__Selection__

The Macrosite for News, Analysis and Opinion about the Future of the Internet
Comments
Current display:       newest comments first       chronological order   threaded
AllenFromMinneapolis
IQ Crew
Friday December 9, 2011 10:34:04 AM
no ratings

Why doesn’t your Organization already have an Integrated Framework for the

Publication and Preservation of all Data Products Necessary to support a Corporate Memory?

 

1. Introduction

An organization should provide a forum to explore the issues surrounding the preservation, identification and citation of data artifacts which have become crucial as lessons learned so as to not have history repeat itself negatively on TTS projects, or any projects for that matter within the corporation. This would be a small but critical step towards the ultimate goal of identifying the right practices, resources, and incentives to ensure that the entire data lifecycle within TTS projects are properly captured and described in the coming era of data-intensive TTS projects.

 

2. The Missing Data

Today I find that data published over the past decades, uncovers several examples of teams putting together various data stores, and giving out access to the datasets they have collected or created.  While this shows a commendable willingness on the part of these teams to share their work and further disseminate their lessons learned, we have seen too many examples of such data stores which disappear or go in disrepair as people move due to the nature of corporate realignment. In some cases we have seen entire data stores lost, surely we can do better than this.

 

The first question to answer is: why are we as a corporation doing this?  I believe that there is a desire for organizations to be able to package and present our work in a way that we feel is appropriate.  Given the high level of technical savvy of our TTS engineers, there’s never been a short-term barrier to putting up data stores, nor has anyone in the TTS community perceived that as being tricky, or worth reward. This has probably made it difficult to persuade people that there is an unmet curatorial challenge that we need to confront, and a preservation need which is not currently matched by our existing infrastructure.   

 

Even when data is stored in what one would consider authoritative, trusted archives, there is currently no guarantee that their location will persist in the long run.  Shifting technologies, economic realities and organizational changes often force resources to be moved or, even worse, mothballed if they are not considered to be essential in today’s environment. Thus, we can only realistically take implicit promises of long-term data archival as what they are: well-intentioned plans which are contingent on a number of factors, some of which are out of our control. At the same time we should take steps to ensure that our system of archiving, sharing and linking resources, is as resilient as it can be while we keep a realistic view of the technological and economic environment supporting efforts.

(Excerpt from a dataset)
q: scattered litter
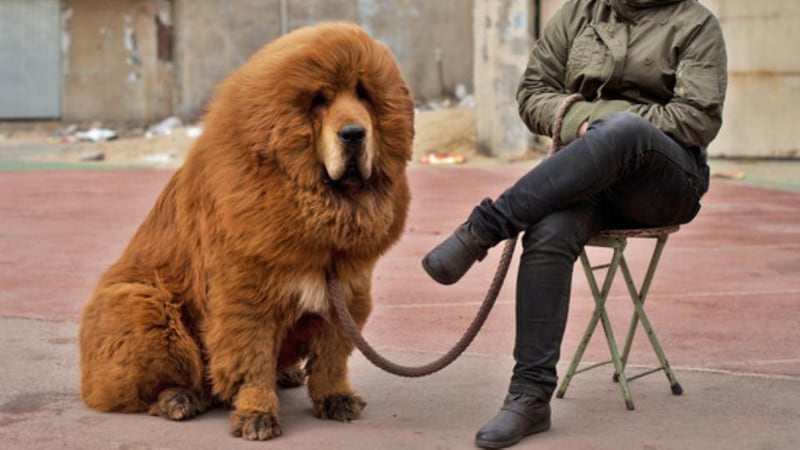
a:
[141,153,176,164]
[454,83,468,101]
[711,170,744,180]
[186,125,203,139]
[73,128,117,142]
[53,122,117,144]
[422,152,467,165]
[458,94,475,108]
[144,116,183,139]
[78,152,106,161]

__Task goal__
Pick up the comment on preserving data for a corporate memory after its final sentence and write the next part. The lines here have no connection to the comment on preserving corporate data.

__Answer to the exercise__
 

3. Preservation, Persistence and Versioning

One of the first steps we should take in organizing our network of project data is to

future proof our nomenclature system by assigning persistent data identifiers

to data artifacts that we want to preserve but whose archival and curation are expected to

change.  Coming to concrete decisions on how this should be implemented is not as straightforward. There are several questions surrounding the technical and social aspects related to mining

persistent data identifiers:

 

• If we take the broadest view of preservation as an essential step in support of the

repeatability of the project process, then we should archive and assign a unique

persistent data identifier to each data artifact. If the dataset is recreated as a result of an updated

milestone or lessons learned, this should be considered a new version

of the data artifact and be assigned a different persistent data identifier. Thus under this scenario, an archive would need to freeze and uniquely identify all versions of data artifacts

it stores, a very costly and unlikely scenario for most archives.

 

 

• Another option, preserving each possible data artifact version, puts serious burdens on archives and is not necessarily a realistic model, but freezing a particular version when we know that it is being cited seems possible. The issue then becomes: how do we know that data artifact

X, downloaded from archive Y at time T should be frozen if the group or software accessing

it won’t happen in the future for another two years?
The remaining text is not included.